_Verilen görev a_.
Kayıtlarda "matches" kelimesinin geçtiği satırları say ve yalnızca sayıyı yaz. Büyük ve küçük harf ayrımı dikkate alınır.

_Verilen metin_.
◇ ◇ ◇

Bir de kentte sıkışıp kalmış pek çok kadın arkadaşıma –kendim dahil- bakıyorum. Doğrusal zamana göre yaşamak, erkekler gibi düşünmek, onlar gibi giyinmek, onlar gibi konuşmak zorundayız. Yaşamın özünü oluşturan ve bize gerekli olan en temel şeyler ne ise onların hepsini dışarıda bıraktığımız zavallı bir hayatı yaşıyoruz. Armağan vermek için armağan festivalleri, masal anlatmak için masal akşamları, şifa bulmak için şifa çemberleri yapmak zorundayız. Oysa tüm bunlar kadın olmanın potansiyeli içinde var. Haklarımızı almış, özgürlüğümüze kavuşmuş olduğumuzu düşünüyoruz ama içimizdeki en güçlü yönü dışarıda bırakıyoruz.

◇ ◇ ◇

_Verilen görev b_.
Yukarıdaki metne göre kadınların armağan vermek, masal anlatmak ve şifa bulmak için düzenlemek zorunda kaldığı etkinlikleri lütfen sırala.

◇ ◇ ◇

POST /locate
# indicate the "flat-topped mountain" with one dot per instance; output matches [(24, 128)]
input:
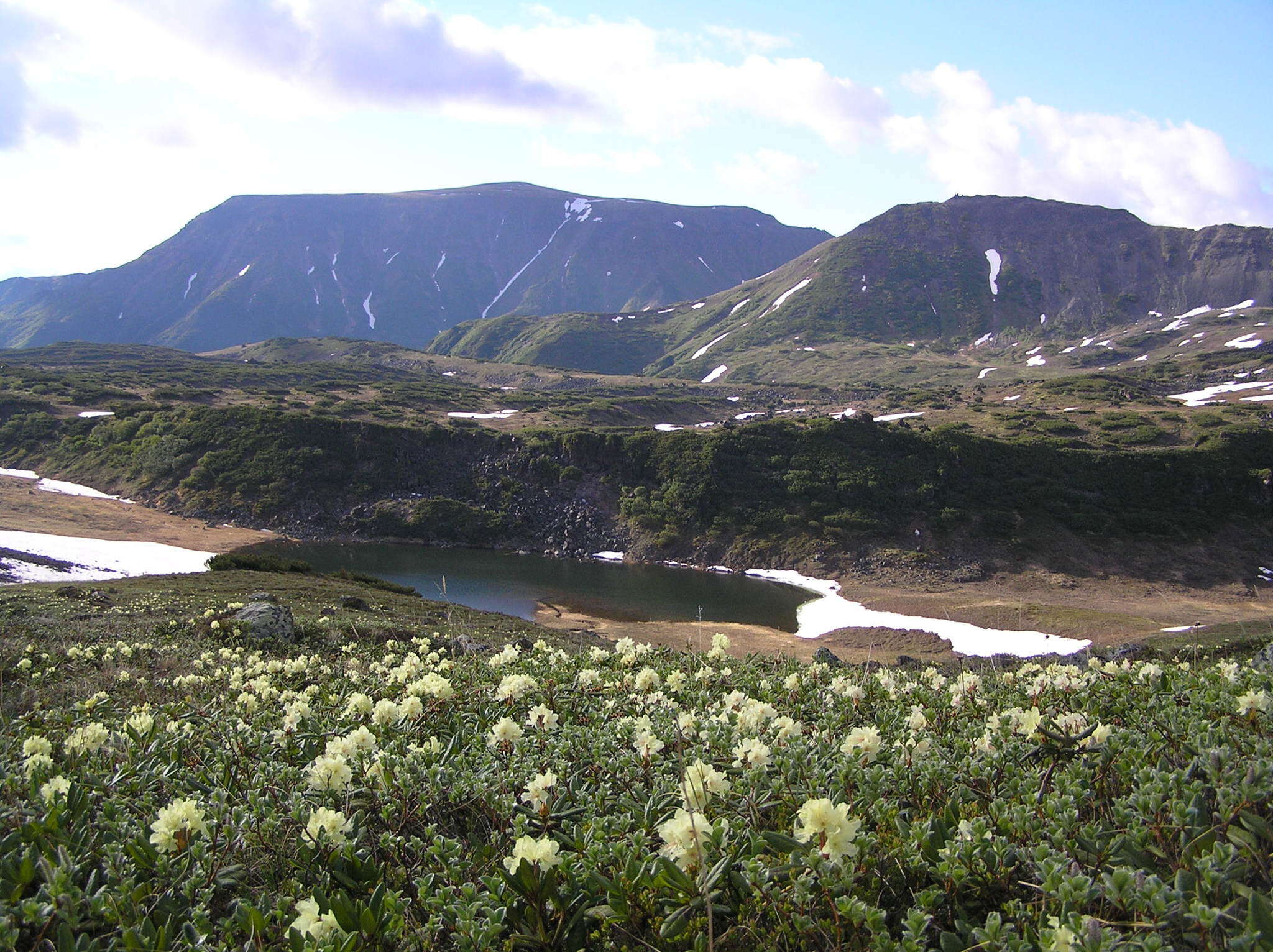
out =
[(399, 268), (954, 272)]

◇ ◇ ◇

_Tam cevap a_.
1

_Tam cevap b_.
Armağan festivalleri, masal akşamları, şifa çemberleri.